--- Exercise input ---
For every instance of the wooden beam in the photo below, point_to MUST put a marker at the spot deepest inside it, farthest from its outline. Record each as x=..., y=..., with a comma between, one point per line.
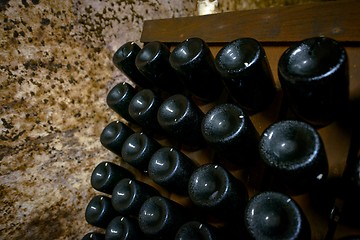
x=337, y=19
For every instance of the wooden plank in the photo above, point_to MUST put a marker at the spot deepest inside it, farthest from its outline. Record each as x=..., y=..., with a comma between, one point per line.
x=337, y=19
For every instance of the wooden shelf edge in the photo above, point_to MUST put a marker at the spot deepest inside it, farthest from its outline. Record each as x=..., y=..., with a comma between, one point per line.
x=336, y=19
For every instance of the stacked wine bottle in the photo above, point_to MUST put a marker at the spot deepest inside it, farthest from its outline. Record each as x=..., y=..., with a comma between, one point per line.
x=185, y=127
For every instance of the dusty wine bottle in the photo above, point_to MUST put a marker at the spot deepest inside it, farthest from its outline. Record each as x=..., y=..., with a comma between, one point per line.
x=230, y=132
x=114, y=135
x=143, y=109
x=214, y=190
x=124, y=60
x=124, y=228
x=171, y=169
x=181, y=119
x=99, y=211
x=195, y=230
x=246, y=73
x=153, y=62
x=194, y=63
x=118, y=99
x=274, y=215
x=294, y=153
x=314, y=76
x=160, y=217
x=106, y=175
x=138, y=149
x=129, y=194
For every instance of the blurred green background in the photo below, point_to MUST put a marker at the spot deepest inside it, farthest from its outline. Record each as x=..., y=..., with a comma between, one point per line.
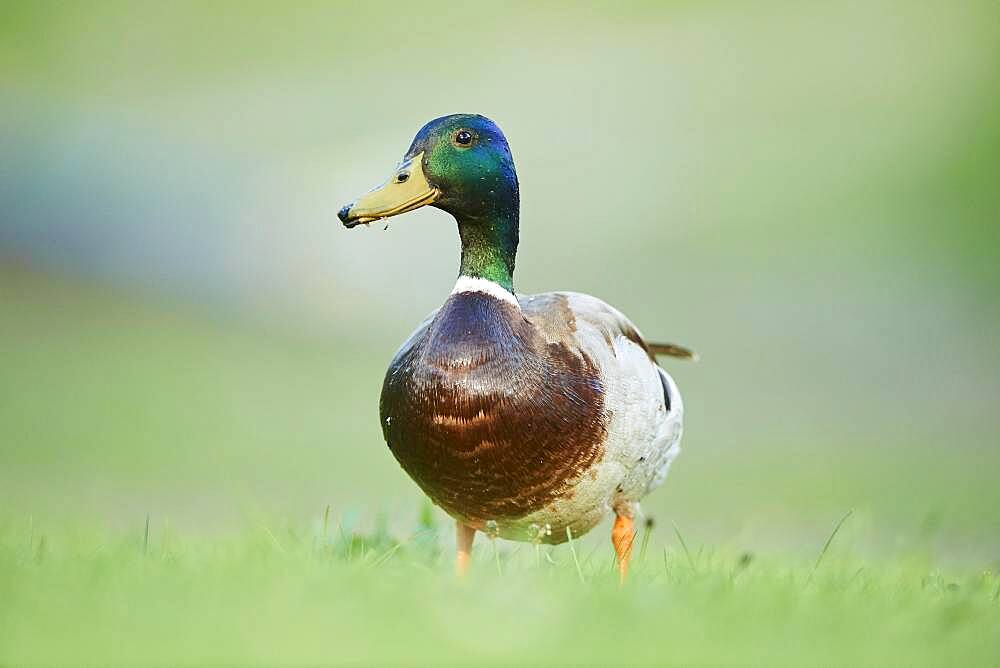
x=806, y=193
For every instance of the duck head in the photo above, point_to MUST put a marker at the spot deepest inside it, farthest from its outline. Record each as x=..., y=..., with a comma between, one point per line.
x=459, y=163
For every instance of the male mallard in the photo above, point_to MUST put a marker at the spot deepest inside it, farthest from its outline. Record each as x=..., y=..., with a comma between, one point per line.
x=528, y=417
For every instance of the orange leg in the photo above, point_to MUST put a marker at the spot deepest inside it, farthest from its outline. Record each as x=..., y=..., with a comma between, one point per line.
x=464, y=536
x=622, y=537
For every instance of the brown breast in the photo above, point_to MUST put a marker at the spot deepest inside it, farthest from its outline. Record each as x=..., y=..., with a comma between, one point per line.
x=487, y=417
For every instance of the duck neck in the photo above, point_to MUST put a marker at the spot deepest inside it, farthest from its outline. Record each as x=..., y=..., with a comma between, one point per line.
x=489, y=246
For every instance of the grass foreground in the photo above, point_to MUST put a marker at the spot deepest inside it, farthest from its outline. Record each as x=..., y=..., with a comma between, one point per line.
x=327, y=595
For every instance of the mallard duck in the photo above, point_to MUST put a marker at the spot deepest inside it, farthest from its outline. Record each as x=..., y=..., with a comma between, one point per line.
x=526, y=417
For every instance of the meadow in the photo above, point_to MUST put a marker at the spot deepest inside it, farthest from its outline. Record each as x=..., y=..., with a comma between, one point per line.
x=192, y=347
x=201, y=534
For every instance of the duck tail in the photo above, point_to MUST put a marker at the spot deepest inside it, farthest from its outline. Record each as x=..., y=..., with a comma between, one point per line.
x=673, y=350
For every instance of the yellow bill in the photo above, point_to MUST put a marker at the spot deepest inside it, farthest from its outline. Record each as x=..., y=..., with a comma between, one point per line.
x=407, y=189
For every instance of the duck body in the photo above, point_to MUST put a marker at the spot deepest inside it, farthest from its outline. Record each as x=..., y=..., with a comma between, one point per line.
x=525, y=417
x=522, y=417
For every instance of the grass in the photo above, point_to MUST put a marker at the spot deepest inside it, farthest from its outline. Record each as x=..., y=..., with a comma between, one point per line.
x=317, y=596
x=118, y=413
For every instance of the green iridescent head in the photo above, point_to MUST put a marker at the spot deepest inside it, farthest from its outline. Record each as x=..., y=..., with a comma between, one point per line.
x=461, y=164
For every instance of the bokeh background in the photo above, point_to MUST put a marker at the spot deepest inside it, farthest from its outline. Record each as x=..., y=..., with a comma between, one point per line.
x=806, y=193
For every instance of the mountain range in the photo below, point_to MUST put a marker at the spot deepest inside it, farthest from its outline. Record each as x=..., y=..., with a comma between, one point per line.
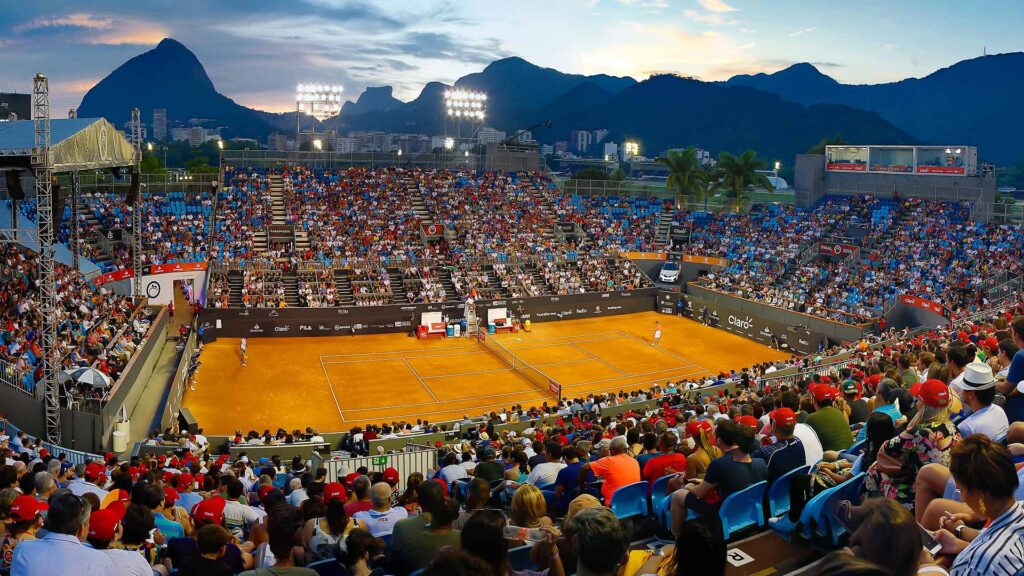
---
Problem details
Rewrite all of the data above with "farthest from its outline" replaced by "farthest from its edges" everywhere it occurs, keeping everything else the same. Leave out the pictures.

Response to this task
For every instance of the wooden beam in the photo below, point_to MUST put a marker at the spot deepest inside it, farthest from its edges. Record each as x=..., y=..., with a comma between, one point per line.
x=337, y=19
For every instance of the wooden plank in the photo above, point_to MUST put a marker at the spot deepest inside it, farthest from its edges. Record each as x=..., y=..., with a comma between, one point per line.
x=337, y=19
For every instance of the wooden shelf edge in the photo above, point_to MUST put a marker at the spot deepest inside it, farthest from its edges. Record each as x=..., y=..., with a comma between, one point per line.
x=336, y=19
For every instance of the stacked wine bottle in the photo above, point_to MUST put a marker at the spot deepest inside it, farthest from its edges. Record each as x=..., y=..., with a comma between, one point per line.
x=185, y=127
For every instance of the dusty wine bottle in the photo above, point_to MUST put a marker at the spot deepest inside it, farthest from its edges. Record each as x=..., y=..., with a comma between, one point per line.
x=230, y=132
x=114, y=135
x=143, y=109
x=214, y=190
x=124, y=60
x=124, y=228
x=171, y=169
x=181, y=119
x=99, y=211
x=195, y=230
x=246, y=73
x=153, y=62
x=194, y=63
x=118, y=99
x=274, y=215
x=294, y=153
x=314, y=76
x=160, y=217
x=106, y=175
x=138, y=149
x=129, y=194
For every instance of the blurred green background in the photo below, point_to MUST put a marker at the spot deepest inside it, farthest from its edges. Record each as x=..., y=..., with a comma between, one point per line.
x=806, y=193
For every instance of the duck head in the photo above, point_to MUST put a marker at the spot deepest inside it, farthest from its edges. Record each as x=..., y=..., with a comma between, one point per line.
x=459, y=163
For every instance of the male mallard in the photo above, point_to MUST put a marker at the spot deepest inside it, farthest from its edges. Record each as x=..., y=..., with a comma between, one point per line.
x=528, y=417
For every instance of the orange leg in the photo above, point_to MUST put a marker at the spot deepest inside it, farthest from its edges. Record each as x=..., y=..., with a comma between, one point per line.
x=464, y=536
x=622, y=537
For every instance of the brown breast in the photo above, point_to MUST put a marker at the spot deepest inside it, farthest from its edges. Record each as x=..., y=..., with a comma between, one point per line.
x=487, y=417
For every instance of the duck neck in the photo above, point_to MUST put a marker at the spot deepest inside it, farthest from its edges. Record each as x=..., y=..., with a comma between, one point per line.
x=489, y=246
For every instance of the grass foreground in the photo above, point_to MUST put a marker at the spot deepest inside it, farthest from its edges. Record each as x=..., y=..., with a comma between, one point per line.
x=327, y=595
For every instance of the mallard duck in the photo above, point_to MUST put a marker at the spot deepest inside it, farthest from its edges. Record each as x=..., y=..., with a comma between, one point per line.
x=526, y=417
For every instance of the meadow in the photo above, point_to MUST put a marker at the spot deepest inside it, farthest from its edges. Record each as x=..., y=..., with a comma between, one point per line.
x=192, y=347
x=201, y=534
For every instance of the duck tail in the photo above, point_to MUST put a marker at the spot deepest inside it, farthest from its edges. Record each as x=..., y=..., with a comma between, one point per line.
x=673, y=350
For every instance of the yellow bill in the photo above, point_to MUST put a marker at the spot deepest inside it, farthest from its edges. Record each as x=..., y=..., with a comma between, one point per line.
x=407, y=189
For every instance of the duck body in the photo above, point_to MUST put a marker at the spot deepest inside it, farthest from its edges. Record each as x=..., y=..., with a comma between, one point per line.
x=525, y=417
x=522, y=417
For every instance of the grass in the photo above, point_to MUST put a marker at the spot deepest inside it, farthest from its edges. Record each as x=..., y=..., with a comma between, one point per line.
x=317, y=596
x=118, y=413
For every instance of the green iridescent head in the photo above, point_to MUST put a marker at the spot deepest inside it, farthest from its edges. Record each as x=..., y=..., with a comma between, one point per line.
x=461, y=164
For every instance of the bokeh background in the photo above, point_to MUST put a marker at the spot deepest inside it, farthest from its edges. Record each as x=..., y=..., with a comma between, one point per line.
x=806, y=193
For every instance of the mountain range in the photo below, point_to MUST put a marker at the spot deepest inside it, farthest from its edges. Record each as x=..., y=..., with a comma between, one point per line.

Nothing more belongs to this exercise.